WHAT YOU WILL DO:
Take the line containing "target: blurred basket edge" and all lines after it to the end of the records, and output them exactly.
-- start of SUPPLIED DATA --
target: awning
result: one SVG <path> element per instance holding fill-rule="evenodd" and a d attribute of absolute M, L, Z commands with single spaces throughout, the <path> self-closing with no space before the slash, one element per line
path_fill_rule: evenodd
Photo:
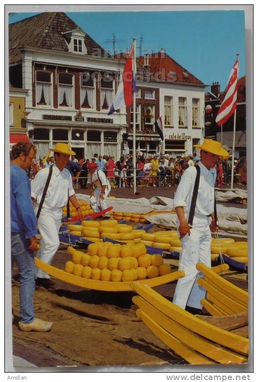
<path fill-rule="evenodd" d="M 10 134 L 10 143 L 16 143 L 20 142 L 22 141 L 24 141 L 25 142 L 29 142 L 30 140 L 28 136 L 25 134 Z"/>

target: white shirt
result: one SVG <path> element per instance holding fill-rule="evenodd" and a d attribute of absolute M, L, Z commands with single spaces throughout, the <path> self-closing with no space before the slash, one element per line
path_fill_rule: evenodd
<path fill-rule="evenodd" d="M 95 170 L 93 174 L 89 174 L 89 183 L 93 183 L 95 188 L 99 190 L 101 190 L 102 186 L 106 186 L 108 190 L 111 189 L 108 179 L 107 179 L 103 171 L 97 168 Z"/>
<path fill-rule="evenodd" d="M 39 204 L 49 172 L 48 167 L 39 171 L 31 181 L 31 197 Z M 61 208 L 65 206 L 69 197 L 75 194 L 71 174 L 67 168 L 60 171 L 56 166 L 53 166 L 53 172 L 43 203 L 45 208 Z"/>
<path fill-rule="evenodd" d="M 195 214 L 208 216 L 214 212 L 214 186 L 217 174 L 215 167 L 208 170 L 201 162 L 198 165 L 200 169 L 200 183 Z M 187 168 L 181 177 L 174 198 L 174 208 L 183 207 L 187 216 L 190 211 L 196 174 L 195 166 Z"/>

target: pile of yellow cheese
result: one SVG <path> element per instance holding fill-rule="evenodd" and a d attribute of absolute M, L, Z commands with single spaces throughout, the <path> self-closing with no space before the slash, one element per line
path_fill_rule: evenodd
<path fill-rule="evenodd" d="M 81 207 L 81 213 L 83 216 L 87 216 L 91 214 L 94 213 L 94 210 L 91 208 L 89 204 L 87 204 L 87 202 L 85 200 L 79 200 L 78 203 L 79 205 Z M 69 206 L 70 207 L 70 213 L 73 217 L 78 216 L 78 212 L 75 207 L 74 207 L 70 202 L 69 202 Z M 63 216 L 67 216 L 67 207 L 66 206 L 63 207 Z"/>
<path fill-rule="evenodd" d="M 134 223 L 147 223 L 145 215 L 140 214 L 133 214 L 130 212 L 110 212 L 110 215 L 116 220 L 126 220 L 127 221 L 132 221 Z"/>
<path fill-rule="evenodd" d="M 133 230 L 131 225 L 118 224 L 117 220 L 84 220 L 81 224 L 69 224 L 70 233 L 83 237 L 91 241 L 102 241 L 103 238 L 117 240 L 121 242 L 137 243 L 141 239 L 144 230 Z"/>
<path fill-rule="evenodd" d="M 153 233 L 143 233 L 140 242 L 145 245 L 172 252 L 181 252 L 181 242 L 176 231 L 159 231 Z"/>
<path fill-rule="evenodd" d="M 148 255 L 141 243 L 90 244 L 88 253 L 69 247 L 72 260 L 65 271 L 75 276 L 102 281 L 134 281 L 170 273 L 170 265 L 163 264 L 160 255 Z"/>
<path fill-rule="evenodd" d="M 212 239 L 211 248 L 211 260 L 219 256 L 220 252 L 240 263 L 248 262 L 248 248 L 247 241 L 235 241 L 229 238 Z"/>

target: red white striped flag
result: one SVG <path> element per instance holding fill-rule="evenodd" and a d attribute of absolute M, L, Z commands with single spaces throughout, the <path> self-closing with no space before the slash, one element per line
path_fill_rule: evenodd
<path fill-rule="evenodd" d="M 239 62 L 237 58 L 231 71 L 229 82 L 225 91 L 226 95 L 216 117 L 218 125 L 220 125 L 227 122 L 236 108 L 239 66 Z"/>

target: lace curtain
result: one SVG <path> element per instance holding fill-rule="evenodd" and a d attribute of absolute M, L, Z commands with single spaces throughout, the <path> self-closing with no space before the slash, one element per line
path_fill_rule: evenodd
<path fill-rule="evenodd" d="M 50 84 L 42 84 L 39 82 L 37 83 L 37 103 L 39 103 L 40 101 L 42 96 L 42 91 L 43 91 L 43 94 L 44 95 L 45 102 L 47 105 L 50 105 Z"/>
<path fill-rule="evenodd" d="M 64 94 L 66 94 L 67 105 L 71 107 L 72 105 L 72 86 L 66 85 L 59 85 L 58 86 L 58 104 L 61 105 L 64 99 Z"/>

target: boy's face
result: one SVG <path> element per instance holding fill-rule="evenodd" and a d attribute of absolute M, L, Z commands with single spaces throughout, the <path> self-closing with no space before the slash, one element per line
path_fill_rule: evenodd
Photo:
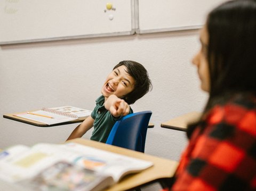
<path fill-rule="evenodd" d="M 101 89 L 104 97 L 107 98 L 114 94 L 122 98 L 133 90 L 134 80 L 125 70 L 126 67 L 122 65 L 108 76 Z"/>

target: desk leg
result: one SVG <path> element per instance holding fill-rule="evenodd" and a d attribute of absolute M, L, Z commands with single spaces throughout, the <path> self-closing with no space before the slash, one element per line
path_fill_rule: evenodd
<path fill-rule="evenodd" d="M 170 188 L 173 184 L 174 178 L 166 178 L 159 180 L 159 183 L 163 188 Z"/>

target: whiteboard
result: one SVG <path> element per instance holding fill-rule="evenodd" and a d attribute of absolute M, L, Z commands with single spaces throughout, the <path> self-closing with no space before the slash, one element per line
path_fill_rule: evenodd
<path fill-rule="evenodd" d="M 198 29 L 207 14 L 224 0 L 138 0 L 138 34 Z"/>
<path fill-rule="evenodd" d="M 109 2 L 0 0 L 0 44 L 133 34 L 134 0 Z"/>

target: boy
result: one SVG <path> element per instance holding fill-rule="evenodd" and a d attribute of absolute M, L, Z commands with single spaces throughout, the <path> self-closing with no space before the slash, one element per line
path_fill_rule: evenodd
<path fill-rule="evenodd" d="M 152 87 L 148 74 L 141 64 L 132 61 L 119 62 L 108 76 L 96 106 L 72 132 L 67 140 L 81 137 L 93 126 L 91 140 L 106 143 L 112 127 L 122 116 L 132 113 L 129 104 L 145 95 Z"/>

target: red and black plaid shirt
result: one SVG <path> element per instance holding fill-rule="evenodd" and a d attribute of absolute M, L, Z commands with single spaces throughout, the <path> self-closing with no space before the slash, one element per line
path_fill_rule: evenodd
<path fill-rule="evenodd" d="M 256 97 L 216 105 L 194 131 L 172 190 L 256 190 Z M 168 190 L 166 189 L 166 190 Z"/>

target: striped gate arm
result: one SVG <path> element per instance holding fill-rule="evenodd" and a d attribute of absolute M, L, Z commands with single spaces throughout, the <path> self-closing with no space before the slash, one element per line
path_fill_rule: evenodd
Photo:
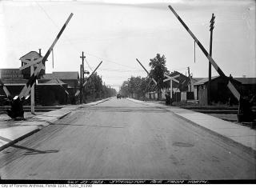
<path fill-rule="evenodd" d="M 182 21 L 182 19 L 178 16 L 178 14 L 175 12 L 174 8 L 171 6 L 168 6 L 170 10 L 174 13 L 174 14 L 176 16 L 176 18 L 178 19 L 178 21 L 182 24 L 182 26 L 185 27 L 186 31 L 190 34 L 190 36 L 194 38 L 195 42 L 198 45 L 203 54 L 206 56 L 211 65 L 214 67 L 216 71 L 218 73 L 218 74 L 221 77 L 226 78 L 225 74 L 222 72 L 222 70 L 219 68 L 219 66 L 217 65 L 215 61 L 211 58 L 211 56 L 208 54 L 206 50 L 204 48 L 204 46 L 202 45 L 202 43 L 198 41 L 198 39 L 194 36 L 194 34 L 192 33 L 192 31 L 190 30 L 190 28 L 186 25 L 186 23 Z M 228 88 L 230 90 L 231 93 L 234 94 L 234 96 L 238 99 L 238 101 L 240 100 L 240 94 L 236 90 L 236 88 L 234 86 L 234 85 L 231 83 L 230 81 L 229 81 L 229 83 L 227 85 Z"/>
<path fill-rule="evenodd" d="M 34 74 L 32 74 L 32 76 L 30 78 L 29 81 L 26 82 L 26 84 L 25 85 L 25 86 L 23 87 L 22 92 L 19 94 L 19 98 L 22 98 L 23 97 L 26 96 L 31 89 L 31 86 L 33 86 L 33 84 L 35 82 L 38 76 L 39 75 L 40 70 L 43 68 L 43 64 L 46 60 L 47 58 L 49 57 L 50 52 L 52 51 L 54 46 L 55 46 L 55 44 L 57 43 L 58 38 L 60 38 L 60 36 L 62 35 L 63 30 L 65 30 L 66 26 L 67 26 L 67 24 L 69 23 L 70 20 L 71 19 L 73 16 L 73 13 L 71 13 L 69 16 L 69 18 L 67 18 L 67 20 L 66 21 L 65 24 L 63 25 L 62 28 L 61 29 L 61 30 L 59 31 L 59 33 L 58 34 L 56 38 L 54 39 L 54 42 L 52 43 L 52 45 L 50 46 L 50 47 L 49 48 L 48 51 L 46 52 L 46 55 L 43 57 L 42 62 L 39 63 L 39 66 L 36 68 L 36 70 L 34 70 Z"/>

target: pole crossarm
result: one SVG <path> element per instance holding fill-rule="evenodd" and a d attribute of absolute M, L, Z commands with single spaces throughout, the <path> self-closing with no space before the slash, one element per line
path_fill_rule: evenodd
<path fill-rule="evenodd" d="M 0 87 L 2 88 L 3 91 L 5 92 L 6 97 L 10 99 L 10 94 L 7 89 L 7 87 L 4 85 L 4 83 L 2 82 L 2 80 L 0 79 Z"/>
<path fill-rule="evenodd" d="M 92 74 L 90 74 L 90 75 L 87 78 L 86 81 L 82 84 L 82 87 L 84 87 L 86 83 L 88 82 L 89 79 L 90 79 L 90 78 L 92 77 L 92 75 L 95 73 L 95 71 L 98 70 L 98 68 L 100 66 L 100 65 L 102 65 L 102 61 L 98 65 L 98 66 L 94 69 L 94 70 L 92 72 Z M 74 96 L 78 96 L 80 94 L 80 90 L 77 90 L 77 92 L 75 93 Z"/>
<path fill-rule="evenodd" d="M 168 6 L 170 10 L 174 13 L 175 17 L 178 19 L 178 21 L 182 23 L 182 25 L 185 27 L 186 31 L 190 34 L 190 36 L 193 38 L 193 39 L 195 41 L 195 42 L 198 44 L 198 46 L 200 47 L 203 54 L 206 56 L 211 65 L 214 67 L 216 71 L 218 73 L 218 74 L 221 77 L 227 78 L 225 74 L 222 72 L 222 70 L 218 67 L 215 61 L 211 58 L 211 56 L 208 54 L 207 50 L 204 48 L 204 46 L 202 45 L 202 43 L 198 41 L 198 39 L 194 36 L 194 34 L 192 33 L 192 31 L 189 29 L 189 27 L 186 25 L 186 23 L 182 21 L 182 19 L 178 16 L 178 14 L 175 12 L 174 8 L 171 6 Z M 236 90 L 236 88 L 234 86 L 234 85 L 229 81 L 229 83 L 227 85 L 228 88 L 230 90 L 234 96 L 238 99 L 238 101 L 240 100 L 240 94 Z"/>
<path fill-rule="evenodd" d="M 63 30 L 66 27 L 66 26 L 69 23 L 70 20 L 71 19 L 72 16 L 73 16 L 73 13 L 71 13 L 70 14 L 69 18 L 67 18 L 67 20 L 66 21 L 65 24 L 62 27 L 61 30 L 58 34 L 58 35 L 57 35 L 56 38 L 54 39 L 54 42 L 50 46 L 48 51 L 46 54 L 46 55 L 42 58 L 42 61 L 39 62 L 39 64 L 38 64 L 38 67 L 36 68 L 36 70 L 34 70 L 34 74 L 31 75 L 31 77 L 30 78 L 29 81 L 26 82 L 25 86 L 23 87 L 22 92 L 19 94 L 19 98 L 23 98 L 24 96 L 26 96 L 30 93 L 31 86 L 35 82 L 38 76 L 40 74 L 41 70 L 42 69 L 45 69 L 45 67 L 44 67 L 42 63 L 44 63 L 47 60 L 47 58 L 49 57 L 50 52 L 52 51 L 53 48 L 54 47 L 55 44 L 57 43 L 58 38 L 62 35 Z M 36 61 L 38 61 L 38 60 L 36 60 Z"/>
<path fill-rule="evenodd" d="M 157 86 L 158 83 L 155 81 L 155 79 L 154 79 L 154 78 L 151 76 L 151 74 L 149 73 L 149 71 L 146 70 L 146 69 L 142 66 L 142 64 L 138 61 L 138 58 L 136 58 L 137 62 L 141 65 L 141 66 L 142 66 L 142 68 L 144 69 L 144 70 L 147 73 L 147 74 L 149 75 L 149 77 L 152 79 L 152 81 L 154 82 L 154 84 Z"/>

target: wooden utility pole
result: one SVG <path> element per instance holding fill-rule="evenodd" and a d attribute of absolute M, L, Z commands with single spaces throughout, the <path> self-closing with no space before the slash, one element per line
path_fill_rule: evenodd
<path fill-rule="evenodd" d="M 214 28 L 214 19 L 215 16 L 214 14 L 212 14 L 211 19 L 210 21 L 210 56 L 212 57 L 212 44 L 213 44 L 213 30 Z M 207 87 L 207 103 L 208 105 L 211 105 L 210 102 L 210 82 L 211 82 L 211 63 L 209 62 L 209 80 L 208 80 L 208 87 Z"/>
<path fill-rule="evenodd" d="M 81 75 L 81 80 L 82 80 L 82 86 L 83 85 L 83 83 L 85 82 L 85 67 L 84 67 L 84 58 L 86 58 L 86 56 L 83 55 L 83 51 L 82 52 L 82 56 L 80 56 L 80 58 L 82 58 L 82 75 Z M 81 92 L 82 92 L 82 102 L 83 102 L 83 96 L 84 96 L 84 88 L 82 88 Z"/>
<path fill-rule="evenodd" d="M 80 65 L 80 104 L 82 104 L 82 65 Z"/>
<path fill-rule="evenodd" d="M 187 67 L 187 72 L 189 74 L 189 78 L 190 78 L 190 92 L 191 92 L 191 80 L 190 80 L 190 66 Z"/>

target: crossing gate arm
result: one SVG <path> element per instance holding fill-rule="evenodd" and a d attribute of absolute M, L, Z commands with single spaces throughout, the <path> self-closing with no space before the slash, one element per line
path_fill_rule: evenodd
<path fill-rule="evenodd" d="M 38 66 L 36 68 L 36 70 L 34 70 L 34 74 L 32 74 L 32 76 L 30 78 L 29 81 L 26 82 L 26 84 L 25 85 L 25 86 L 23 87 L 22 92 L 19 94 L 19 98 L 24 98 L 24 96 L 26 96 L 30 90 L 31 90 L 31 86 L 33 86 L 33 84 L 35 82 L 38 76 L 39 75 L 39 73 L 41 71 L 42 69 L 44 69 L 43 64 L 46 60 L 47 58 L 49 57 L 50 52 L 52 51 L 53 48 L 54 47 L 55 44 L 57 43 L 58 38 L 60 38 L 60 36 L 62 35 L 63 30 L 65 30 L 65 28 L 66 27 L 67 24 L 69 23 L 70 20 L 71 19 L 73 16 L 73 13 L 71 13 L 69 16 L 69 18 L 67 18 L 67 20 L 66 21 L 65 24 L 63 25 L 63 26 L 62 27 L 61 30 L 58 32 L 56 38 L 54 39 L 54 42 L 52 43 L 52 45 L 50 46 L 48 51 L 46 52 L 46 55 L 42 58 L 41 62 L 39 62 Z"/>
<path fill-rule="evenodd" d="M 0 79 L 0 86 L 1 87 L 2 87 L 2 90 L 3 91 L 5 92 L 6 97 L 10 99 L 11 98 L 11 96 L 10 96 L 10 94 L 7 89 L 7 87 L 4 85 L 4 83 L 2 82 L 2 80 Z"/>
<path fill-rule="evenodd" d="M 194 34 L 192 33 L 192 31 L 189 29 L 189 27 L 186 25 L 186 23 L 182 21 L 182 19 L 179 17 L 179 15 L 175 12 L 174 8 L 171 6 L 168 6 L 170 10 L 174 13 L 174 14 L 176 16 L 178 20 L 182 23 L 182 25 L 185 27 L 186 31 L 190 34 L 190 36 L 193 38 L 194 42 L 198 44 L 199 48 L 202 50 L 203 54 L 206 56 L 210 64 L 214 67 L 216 71 L 218 73 L 218 74 L 221 77 L 227 78 L 225 74 L 222 72 L 222 70 L 219 68 L 219 66 L 217 65 L 215 61 L 211 58 L 211 56 L 208 54 L 207 50 L 204 48 L 204 46 L 202 45 L 202 43 L 198 41 L 198 39 L 194 36 Z M 231 83 L 230 81 L 229 81 L 228 88 L 230 90 L 231 93 L 234 94 L 234 96 L 238 99 L 238 101 L 240 100 L 240 94 L 236 90 L 236 88 L 234 86 L 234 85 Z"/>
<path fill-rule="evenodd" d="M 147 71 L 147 70 L 142 66 L 142 64 L 140 62 L 140 61 L 138 61 L 138 58 L 136 58 L 137 62 L 141 65 L 141 66 L 142 66 L 142 68 L 144 69 L 144 70 L 147 73 L 147 74 L 149 75 L 149 77 L 150 77 L 150 78 L 152 79 L 152 81 L 154 82 L 154 84 L 157 86 L 158 83 L 155 81 L 155 79 L 154 79 L 154 78 L 150 75 L 150 74 L 149 73 L 149 71 Z"/>

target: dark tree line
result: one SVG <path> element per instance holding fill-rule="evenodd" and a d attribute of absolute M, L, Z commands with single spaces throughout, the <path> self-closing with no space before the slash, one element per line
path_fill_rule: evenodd
<path fill-rule="evenodd" d="M 157 82 L 157 86 L 149 77 L 132 76 L 127 81 L 123 82 L 119 93 L 122 95 L 144 99 L 147 92 L 157 90 L 158 96 L 159 96 L 161 89 L 167 87 L 167 83 L 163 82 L 164 74 L 170 74 L 170 71 L 166 66 L 166 57 L 164 55 L 161 56 L 159 54 L 157 54 L 155 58 L 150 60 L 149 66 L 151 68 L 150 74 Z"/>
<path fill-rule="evenodd" d="M 94 73 L 86 83 L 84 90 L 86 99 L 98 99 L 113 97 L 117 94 L 117 91 L 111 87 L 105 86 L 102 77 Z"/>

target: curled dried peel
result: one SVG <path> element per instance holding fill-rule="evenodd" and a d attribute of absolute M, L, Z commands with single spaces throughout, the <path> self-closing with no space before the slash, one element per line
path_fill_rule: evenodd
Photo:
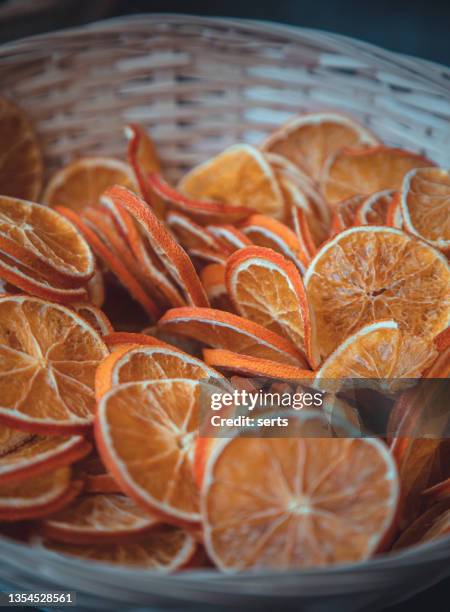
<path fill-rule="evenodd" d="M 108 349 L 75 312 L 37 298 L 0 298 L 0 420 L 34 433 L 89 428 L 94 374 Z"/>
<path fill-rule="evenodd" d="M 164 268 L 177 283 L 189 303 L 209 305 L 205 290 L 191 260 L 174 240 L 146 203 L 123 187 L 112 187 L 104 194 L 119 206 L 123 206 L 139 224 Z"/>
<path fill-rule="evenodd" d="M 92 445 L 81 436 L 36 436 L 0 457 L 0 483 L 19 482 L 71 465 L 91 450 Z"/>
<path fill-rule="evenodd" d="M 320 354 L 360 327 L 394 319 L 431 340 L 450 316 L 450 270 L 432 247 L 394 228 L 350 228 L 317 253 L 304 277 Z"/>
<path fill-rule="evenodd" d="M 450 173 L 411 170 L 403 180 L 401 210 L 408 231 L 437 249 L 450 251 Z"/>
<path fill-rule="evenodd" d="M 291 262 L 271 249 L 241 249 L 228 259 L 226 285 L 241 316 L 288 338 L 316 364 L 305 290 Z"/>
<path fill-rule="evenodd" d="M 207 346 L 280 363 L 304 363 L 302 353 L 286 338 L 235 314 L 213 308 L 173 308 L 158 327 Z"/>

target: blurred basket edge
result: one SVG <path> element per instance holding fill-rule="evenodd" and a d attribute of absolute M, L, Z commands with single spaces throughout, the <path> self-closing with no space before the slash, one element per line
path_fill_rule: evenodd
<path fill-rule="evenodd" d="M 136 121 L 176 178 L 320 108 L 350 113 L 387 144 L 450 166 L 450 70 L 326 32 L 184 15 L 117 18 L 3 45 L 0 82 L 34 119 L 49 172 L 81 155 L 123 157 L 122 126 Z M 449 541 L 352 566 L 166 577 L 98 565 L 93 574 L 86 562 L 0 538 L 0 580 L 75 589 L 83 609 L 262 609 L 295 600 L 305 610 L 369 610 L 450 575 Z"/>
<path fill-rule="evenodd" d="M 450 165 L 450 69 L 326 32 L 184 15 L 116 18 L 0 47 L 0 83 L 33 117 L 49 172 L 81 155 L 123 157 L 121 128 L 135 121 L 151 130 L 177 178 L 320 108 Z"/>

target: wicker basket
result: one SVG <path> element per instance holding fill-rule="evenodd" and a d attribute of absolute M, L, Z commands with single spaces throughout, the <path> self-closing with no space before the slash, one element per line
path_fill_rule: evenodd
-- end of SUPPLIED DATA --
FINAL RESULT:
target: blurred basket edge
result: one SVG <path> element per instance holding fill-rule="evenodd" and a d attribute of absolute M, L, Z commands with single spaces throughout, the <path> self-closing with no space before the slash, one element per line
path_fill_rule: evenodd
<path fill-rule="evenodd" d="M 136 121 L 176 178 L 320 108 L 350 113 L 387 144 L 450 166 L 450 70 L 326 32 L 184 15 L 117 18 L 3 45 L 0 82 L 34 119 L 49 172 L 81 155 L 123 157 L 122 126 Z M 449 541 L 352 566 L 166 577 L 98 565 L 93 574 L 86 562 L 0 538 L 0 580 L 75 589 L 83 609 L 262 609 L 295 600 L 305 610 L 369 610 L 450 575 Z"/>
<path fill-rule="evenodd" d="M 450 165 L 450 69 L 326 32 L 184 15 L 116 18 L 0 47 L 0 83 L 33 117 L 49 172 L 81 155 L 123 157 L 121 128 L 135 121 L 151 130 L 177 178 L 320 108 Z"/>

target: wicker basket
result: one SVG <path> element per instance holding fill-rule="evenodd" and a d attribute of absolute M, L, Z commands with single spaces throughout, the <path> self-closing with no space before the slash, one element per line
path_fill_rule: evenodd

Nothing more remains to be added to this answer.